■ **EXERCISE REQUIREMENTS**
The records are to be reproduced verbatim.

Point localization data
════════════════════
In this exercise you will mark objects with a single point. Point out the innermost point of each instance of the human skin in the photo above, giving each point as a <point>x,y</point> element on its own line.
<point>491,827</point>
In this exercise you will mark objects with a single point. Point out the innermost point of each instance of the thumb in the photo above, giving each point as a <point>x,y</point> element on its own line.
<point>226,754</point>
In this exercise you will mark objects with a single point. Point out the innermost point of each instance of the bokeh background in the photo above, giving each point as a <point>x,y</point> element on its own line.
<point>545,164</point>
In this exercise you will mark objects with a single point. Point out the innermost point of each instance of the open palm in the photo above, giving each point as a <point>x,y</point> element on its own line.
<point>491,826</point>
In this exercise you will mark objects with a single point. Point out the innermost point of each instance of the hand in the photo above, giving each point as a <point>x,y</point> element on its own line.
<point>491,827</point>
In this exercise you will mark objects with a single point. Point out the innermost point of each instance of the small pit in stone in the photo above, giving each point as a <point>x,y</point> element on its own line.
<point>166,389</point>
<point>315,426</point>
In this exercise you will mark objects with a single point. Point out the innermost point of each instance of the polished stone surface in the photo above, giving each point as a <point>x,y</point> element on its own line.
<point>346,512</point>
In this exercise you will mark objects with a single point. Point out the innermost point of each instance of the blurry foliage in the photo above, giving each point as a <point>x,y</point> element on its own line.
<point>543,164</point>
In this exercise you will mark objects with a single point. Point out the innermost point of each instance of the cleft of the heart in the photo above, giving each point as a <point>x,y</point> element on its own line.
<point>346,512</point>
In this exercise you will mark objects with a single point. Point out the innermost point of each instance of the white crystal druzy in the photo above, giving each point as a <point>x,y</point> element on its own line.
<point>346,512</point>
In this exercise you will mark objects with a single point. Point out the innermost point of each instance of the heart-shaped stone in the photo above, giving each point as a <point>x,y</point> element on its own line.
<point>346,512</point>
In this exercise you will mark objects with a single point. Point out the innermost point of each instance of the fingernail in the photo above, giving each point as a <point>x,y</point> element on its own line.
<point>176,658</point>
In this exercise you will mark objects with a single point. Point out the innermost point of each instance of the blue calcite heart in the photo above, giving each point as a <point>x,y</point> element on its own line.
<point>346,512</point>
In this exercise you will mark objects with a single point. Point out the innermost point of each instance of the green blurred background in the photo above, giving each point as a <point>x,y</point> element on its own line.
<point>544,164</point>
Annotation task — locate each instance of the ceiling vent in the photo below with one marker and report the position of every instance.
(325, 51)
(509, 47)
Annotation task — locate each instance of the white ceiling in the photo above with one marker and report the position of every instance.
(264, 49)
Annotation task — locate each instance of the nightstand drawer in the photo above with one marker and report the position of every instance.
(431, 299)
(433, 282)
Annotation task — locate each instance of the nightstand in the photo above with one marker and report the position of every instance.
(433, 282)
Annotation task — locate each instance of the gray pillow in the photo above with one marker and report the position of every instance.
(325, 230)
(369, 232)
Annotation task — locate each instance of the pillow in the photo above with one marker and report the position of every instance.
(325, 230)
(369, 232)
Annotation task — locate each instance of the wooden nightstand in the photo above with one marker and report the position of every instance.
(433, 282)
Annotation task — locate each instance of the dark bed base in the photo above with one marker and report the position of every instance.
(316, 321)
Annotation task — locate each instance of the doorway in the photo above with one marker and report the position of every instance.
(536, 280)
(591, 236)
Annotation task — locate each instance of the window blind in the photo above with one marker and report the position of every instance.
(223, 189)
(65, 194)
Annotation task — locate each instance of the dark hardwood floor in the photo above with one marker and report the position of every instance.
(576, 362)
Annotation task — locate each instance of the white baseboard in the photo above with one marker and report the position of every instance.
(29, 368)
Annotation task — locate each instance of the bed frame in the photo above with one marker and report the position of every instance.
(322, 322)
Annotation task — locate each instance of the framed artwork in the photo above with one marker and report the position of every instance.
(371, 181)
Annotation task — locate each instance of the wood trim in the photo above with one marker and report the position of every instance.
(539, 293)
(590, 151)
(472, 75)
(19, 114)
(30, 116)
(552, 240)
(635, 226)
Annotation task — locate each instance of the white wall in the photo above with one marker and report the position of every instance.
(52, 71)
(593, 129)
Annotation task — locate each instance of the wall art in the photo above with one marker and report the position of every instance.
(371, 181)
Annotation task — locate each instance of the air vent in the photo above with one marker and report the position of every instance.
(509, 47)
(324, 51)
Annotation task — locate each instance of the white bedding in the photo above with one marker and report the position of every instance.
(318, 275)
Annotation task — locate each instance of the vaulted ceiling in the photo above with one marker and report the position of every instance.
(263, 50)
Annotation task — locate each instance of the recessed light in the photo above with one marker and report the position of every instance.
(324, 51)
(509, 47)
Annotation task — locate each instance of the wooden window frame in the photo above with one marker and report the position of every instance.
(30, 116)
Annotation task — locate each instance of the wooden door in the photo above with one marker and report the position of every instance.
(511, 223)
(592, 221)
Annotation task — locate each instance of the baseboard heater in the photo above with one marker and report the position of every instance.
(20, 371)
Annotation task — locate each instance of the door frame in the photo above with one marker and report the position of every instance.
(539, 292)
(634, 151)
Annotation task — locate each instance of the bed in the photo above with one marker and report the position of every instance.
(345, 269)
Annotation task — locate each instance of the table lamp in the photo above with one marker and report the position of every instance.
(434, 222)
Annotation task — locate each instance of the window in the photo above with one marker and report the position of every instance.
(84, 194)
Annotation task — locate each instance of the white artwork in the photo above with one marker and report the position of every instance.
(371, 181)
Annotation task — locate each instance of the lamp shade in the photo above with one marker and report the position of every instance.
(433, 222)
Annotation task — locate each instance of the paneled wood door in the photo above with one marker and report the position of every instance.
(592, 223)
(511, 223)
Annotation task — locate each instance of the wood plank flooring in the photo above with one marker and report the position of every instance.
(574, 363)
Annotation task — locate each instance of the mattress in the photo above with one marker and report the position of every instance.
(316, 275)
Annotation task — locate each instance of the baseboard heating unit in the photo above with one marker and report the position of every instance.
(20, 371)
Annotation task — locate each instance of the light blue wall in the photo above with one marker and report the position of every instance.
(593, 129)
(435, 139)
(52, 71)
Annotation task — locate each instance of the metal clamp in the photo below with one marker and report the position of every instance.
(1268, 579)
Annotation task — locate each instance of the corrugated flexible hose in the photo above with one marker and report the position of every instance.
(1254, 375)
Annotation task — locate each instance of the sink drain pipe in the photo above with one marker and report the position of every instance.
════════════════════
■ **YOUR SOLUTION**
In this exercise you will mark objects with a single point. Point out the innermost point of each instance of the human skin in the photo above, giving each point as a <point>x,y</point> element on its own line.
<point>491,827</point>
In this exercise you will mark objects with a single point. Point out the innermost point of each instance of the thumb in the photo above, giving each point as a <point>x,y</point> element on its own line.
<point>226,754</point>
In this exercise you will mark objects with a single point. Point out the innermost point of each instance of the bokeh background in the photo above, giving each point as a <point>x,y</point> element on its own line.
<point>545,164</point>
In this exercise you will mark objects with a single point. Point out the innermost point of each instance of the open palm in the photo above, giving each point as a <point>x,y</point> element on its own line.
<point>491,826</point>
In this exercise you will mark objects with a single point. Point out the innermost point of each instance of the hand in the photo above, giving each point as a <point>x,y</point> element on its own line.
<point>491,827</point>
In this exercise you will mark objects with a single point. Point out the innermost point of each instance of the small pit in stone in the photo above, giving each point as a <point>x,y</point> element on its own line.
<point>166,389</point>
<point>315,426</point>
In this exercise you will mark objects with a single point. Point out the innermost point of each instance of the polished stone surface in the photo above, giving each point as a <point>x,y</point> element on its own line.
<point>346,512</point>
In this exercise you will mark objects with a single point. Point out the innermost point of each instance of the blurry foliage in the photo above, giving each point as a <point>x,y</point> element on its own line.
<point>543,164</point>
In this exercise you will mark objects with a single point. Point out the innermost point of each instance of the cleft of the heart in the photo above, giving each point as a <point>x,y</point> element on its own line.
<point>346,512</point>
In this exercise you will mark objects with a single point. Point out the innermost point of each instance of the white crystal druzy in the photo above, giving each point as a <point>x,y</point> element on its own line.
<point>346,512</point>
In this exercise you will mark objects with a single point. Point out the innermost point of each instance of the heart-shaped stone in the photo above, giving each point as a <point>x,y</point> element on its own line.
<point>346,512</point>
In this exercise you will mark objects with a single point. Point out the innermost point of each instance of the fingernail in the photo above, giving each point as a <point>x,y</point> element on its own line.
<point>176,658</point>
In this exercise you will mark objects with a single point. Point out the innermost point of each instance of the blue calcite heart in the photo above, giving each point as a <point>x,y</point> element on its own line.
<point>346,512</point>
In this exercise you will mark objects with a single point. Point out the innermost point of each instance of the green blurred background in the photo above, giving each point as a <point>x,y</point> element on its own line.
<point>544,164</point>
Annotation task — locate each instance of the ceiling vent in the photo below with one marker and report the position of every instance.
(325, 51)
(509, 47)
Annotation task — locate each instance of the white ceiling in the photo above with one marker and report the position of every instance.
(264, 49)
Annotation task — locate each instance of the nightstand drawer in the photo above with one marker and report the position of every instance.
(431, 299)
(433, 282)
Annotation task — locate each instance of the nightstand in the photo above with one marker and report the position of every instance.
(433, 282)
Annotation task — locate each instance of the gray pillow in the photo above with one marker and report the position of every instance.
(325, 230)
(369, 232)
Annotation task — locate each instance of the pillow in the photo above with one marker and report the position of every instance.
(325, 230)
(369, 232)
Annotation task — locate each instance of the wooden nightstand in the photo above with one marker and report the position of every instance.
(433, 282)
Annotation task — locate each instance of the dark bed base in the photo above with one marker and report the position of every instance.
(316, 321)
Annotation task — locate each instance of the doorway in the photo above with one marker and report the position of every instance.
(536, 280)
(591, 236)
Annotation task — locate each instance of the window blind in the photo above with one marker and report the position of every instance.
(223, 189)
(65, 194)
Annotation task — locate each instance of the dark hardwood floor in the photo above with one marker and report the position of every instance.
(576, 362)
Annotation task — locate each instance of the white baseboard in the photo above with one marker and report the position of every instance.
(29, 368)
Annotation task — locate each instance of the bed frame in the photo above with one marker and report the position of every instance.
(322, 322)
Annotation task — locate each instance of the framed artwork in the photo above with one marker and report the position of every instance.
(371, 181)
Annotation task — locate each instance of the wood trim in the photo above with one marker and report the position of every instance.
(539, 293)
(590, 151)
(472, 75)
(19, 114)
(30, 116)
(552, 240)
(635, 226)
Annotation task — locate each instance of the white wall in the photo above with one marker and report the position of every instance.
(52, 71)
(593, 129)
Annotation task — locate each instance of the wall art in the photo above with one marker and report the position of every instance.
(371, 181)
Annotation task — locate each instance of the air vent in the photo above with one marker and report the position of every instance.
(509, 47)
(324, 51)
Annotation task — locate each instance of the white bedding in the photo above with one marker and report the position of every instance.
(318, 275)
Annotation task — locate each instance of the vaulted ceiling in the photo above with one marker and report the position of every instance.
(263, 50)
Annotation task — locate each instance of the recessed light in the photo above with one marker and report the position of every instance.
(324, 51)
(509, 47)
Annotation task — locate each instance of the wooden window frame in the photo above with one marker and report the position of every instance.
(30, 116)
Annotation task — locate each instance of the wooden door in the photo above with one marker and report the position of every instance.
(511, 223)
(592, 221)
Annotation task — locate each instance of the baseboard heater in the photo above with one marker and report the position of every instance.
(20, 371)
Annotation task — locate each instance of the door frame in the photo above with one marker and report the position of every instance.
(539, 292)
(634, 151)
Annotation task — locate each instance of the bed in the photo above with one marker and report the position of every instance.
(345, 269)
Annotation task — locate each instance of the table lamp in the photo above with one marker and report the position of every instance.
(434, 222)
Annotation task — locate each instance of the window in the photo above with one marker and report the position of every instance.
(84, 194)
Annotation task — locate each instance of the white artwork in the photo above with one marker and report the position of every instance.
(371, 181)
Annotation task — locate each instance of the lamp shade in the photo above with one marker and report the position of every instance.
(433, 222)
Annotation task — locate each instance of the paneled wood door in the photo above with one marker and report the position of every instance.
(592, 223)
(511, 223)
Annotation task — locate each instance of the wood plank flooring in the photo above with one marker and report the position of every instance.
(574, 363)
Annotation task — locate each instance of the mattress in the photo above with one marker and report the position of every instance.
(316, 275)
Annotation task — locate each instance of the baseboard heating unit in the photo above with one marker and report the position of every instance.
(20, 371)
Annotation task — locate each instance of the light blue wall in the photo above with one marker and report the position of every instance.
(593, 129)
(435, 139)
(52, 71)
Annotation task — locate each instance of the metal clamp in the photo below with one marker and report the position of every instance.
(1268, 579)
Annotation task — locate each instance of the corrugated flexible hose in the photo above with one marker and report the position of every instance.
(1254, 375)
Annotation task — locate each instance of the sink drain pipe in the photo above with one marker and report the position of every instance.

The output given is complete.